Task directions: Can you copy the rows word for word, starting with the first line and going on through the line with "xmin=22 ymin=21 xmax=33 ymax=29", including both?

Dataset records:
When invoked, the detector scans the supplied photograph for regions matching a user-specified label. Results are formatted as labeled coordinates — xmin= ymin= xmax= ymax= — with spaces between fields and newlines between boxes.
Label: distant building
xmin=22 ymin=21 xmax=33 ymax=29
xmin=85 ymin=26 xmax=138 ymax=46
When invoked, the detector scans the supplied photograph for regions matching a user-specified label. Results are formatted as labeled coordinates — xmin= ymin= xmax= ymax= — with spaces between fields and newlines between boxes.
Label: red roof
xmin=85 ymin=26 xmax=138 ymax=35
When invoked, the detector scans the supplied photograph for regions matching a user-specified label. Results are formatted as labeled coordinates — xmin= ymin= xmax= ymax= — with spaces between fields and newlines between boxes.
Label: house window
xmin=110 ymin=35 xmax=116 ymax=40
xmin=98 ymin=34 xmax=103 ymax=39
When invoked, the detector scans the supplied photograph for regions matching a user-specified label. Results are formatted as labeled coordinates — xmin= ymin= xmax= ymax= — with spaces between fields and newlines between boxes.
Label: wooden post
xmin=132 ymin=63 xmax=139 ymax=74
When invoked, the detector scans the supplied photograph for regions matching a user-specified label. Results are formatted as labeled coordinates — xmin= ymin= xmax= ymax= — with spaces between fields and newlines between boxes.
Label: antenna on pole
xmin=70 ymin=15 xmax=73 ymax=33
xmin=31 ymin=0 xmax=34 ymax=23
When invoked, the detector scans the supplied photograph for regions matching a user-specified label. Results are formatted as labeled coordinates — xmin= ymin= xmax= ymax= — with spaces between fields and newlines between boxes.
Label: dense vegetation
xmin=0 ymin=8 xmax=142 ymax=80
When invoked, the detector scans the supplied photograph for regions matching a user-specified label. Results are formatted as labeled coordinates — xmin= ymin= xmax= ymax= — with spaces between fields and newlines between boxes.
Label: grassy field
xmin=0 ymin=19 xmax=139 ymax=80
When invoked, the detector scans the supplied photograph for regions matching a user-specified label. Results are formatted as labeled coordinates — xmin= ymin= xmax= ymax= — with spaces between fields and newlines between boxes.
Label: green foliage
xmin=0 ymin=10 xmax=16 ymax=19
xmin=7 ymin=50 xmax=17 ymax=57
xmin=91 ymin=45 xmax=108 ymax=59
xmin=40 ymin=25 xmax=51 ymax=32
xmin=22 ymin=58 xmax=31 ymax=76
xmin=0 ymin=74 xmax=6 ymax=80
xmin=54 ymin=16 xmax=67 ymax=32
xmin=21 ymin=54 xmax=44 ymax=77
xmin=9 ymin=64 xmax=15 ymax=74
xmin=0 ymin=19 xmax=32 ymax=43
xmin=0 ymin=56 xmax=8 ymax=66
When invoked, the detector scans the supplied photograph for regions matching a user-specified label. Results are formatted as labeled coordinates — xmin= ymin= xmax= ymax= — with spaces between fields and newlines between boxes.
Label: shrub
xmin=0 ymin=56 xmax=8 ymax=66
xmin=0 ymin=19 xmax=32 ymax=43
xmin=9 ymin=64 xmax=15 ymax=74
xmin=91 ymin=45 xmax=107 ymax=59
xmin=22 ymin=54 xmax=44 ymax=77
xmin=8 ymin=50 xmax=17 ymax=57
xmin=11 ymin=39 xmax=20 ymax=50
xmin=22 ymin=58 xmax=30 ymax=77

Complete answer:
When invoked, the detector scans the supplied photograph for regions matching a user-specified label. Results are formatted as labeled coordinates — xmin= ymin= xmax= ymax= — with spaces between fields and newlines between boxes.
Label: distant building
xmin=22 ymin=21 xmax=33 ymax=29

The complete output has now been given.